## What is required
Arrange every line of the entries below as a numbered list, leaving out any blank lines.

━━━ Records shown

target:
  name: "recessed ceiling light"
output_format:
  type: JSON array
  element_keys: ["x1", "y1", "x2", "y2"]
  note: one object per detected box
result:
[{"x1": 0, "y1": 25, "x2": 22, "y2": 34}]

━━━━━━

## The answer
1. target:
2.   name: "recessed ceiling light"
3. output_format:
4.   type: JSON array
5.   element_keys: ["x1", "y1", "x2", "y2"]
6.   note: one object per detected box
7. result:
8. [{"x1": 0, "y1": 25, "x2": 22, "y2": 34}]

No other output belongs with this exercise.